Texto fornecido =>
----

Blockchains modulares: a solução para o trilema das blockchains
Edição #302 - Fechamento semanal - 10 de junho de 2023
O caminho que o mercado cripto vem tomando para resolver suas limitações de infraestrutura está se tornado cada vez mais claro. Se alguns anos atrás a dúvida do mercado era qual blockchain seria a próxima ethereum killer, cada vez mais temos a certeza de que isso não deve ocorrer e o ecossistema cripto deve na verdade ser multi-chain, com diversas blockchains trabalhando em conjunto.
Esse movimento parte muito da tese da modularização, justamente pela necessidade de resolver o trilema das blockchains (ideia de que é difícil para as blockchains atingirem níveis ideais das três propriedades essenciais: segurança, descentralização e escalabilidade). Parece ser um consenso do mercado que as blockchains modulares (especialistas) vão se sobressair sobre as blockchains monolíticas (generalistas).
Fragmentando as funções de uma blockchain em módulos, consegue-se atingir um nível de escalabilidade adequado ao mesmo tempo que se mantém a segurança e a descentralização da rede.

----

Linhas de dados =>
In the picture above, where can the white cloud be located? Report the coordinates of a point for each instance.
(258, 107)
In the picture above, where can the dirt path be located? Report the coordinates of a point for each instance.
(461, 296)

----

Tarefa => Dê continuidade ao texto sobre blockchains modulares, começando logo após a última frase apresentada.

Resultado da tarefa =>
Como observado na imagem acima, uma blockchain pode ser fragmentada em quatro funções principais: execução, registro (settlement), consenso e data availability. Veja o que cada uma delas representa:
Execução: É a camada que os usuários interagem com a blockchain, assinando transações, implantando contratos inteligentes e transferindo ativos.
Registro (settlement): É o local em que as interações executadas na camada de execução são verificadas e computadas na camada base, da blockchain principal.
Consenso: É o ordenamento das transações computadas por meio de uma rede de validadores, chegando a um consenso sobre a validade das transições e o estado atual da blockchain. Proof-of-Work e Proof-of-Stake são algumas das formas de uma blockchain entrar em consenso.
Data Availability: Garante o armazenamento dos dados de transação das diferentes camadas de execução e também os disponibiliza de forma ordenada.
Pela direção que o mercado está tomando, faz sentido uma blockchain fazer menos funções (focando naquelas que domina) e trabalhar em conjunto com outras blockchains complementares a ela, ao invés de tentar fazer todas as funções ao mesmo tempo e acabar pecando em uma delas.
O maior exemplo que podemos trazer desse movimento de modularização é a Ethereum. Dado seu problema de escalabilidade (representado pela alta taxa que os usuários precisam pagar para transacionar ativos na rede), ao invés de se preocupar em resolvê-lo nativamente ela vem delegando a atividade de execução de transações para os rollups, enquanto direciona seu foco nas funções que exerce com maestria: segurança e descentralização. Perceba na figura abaixo a diferença entre as alternativas.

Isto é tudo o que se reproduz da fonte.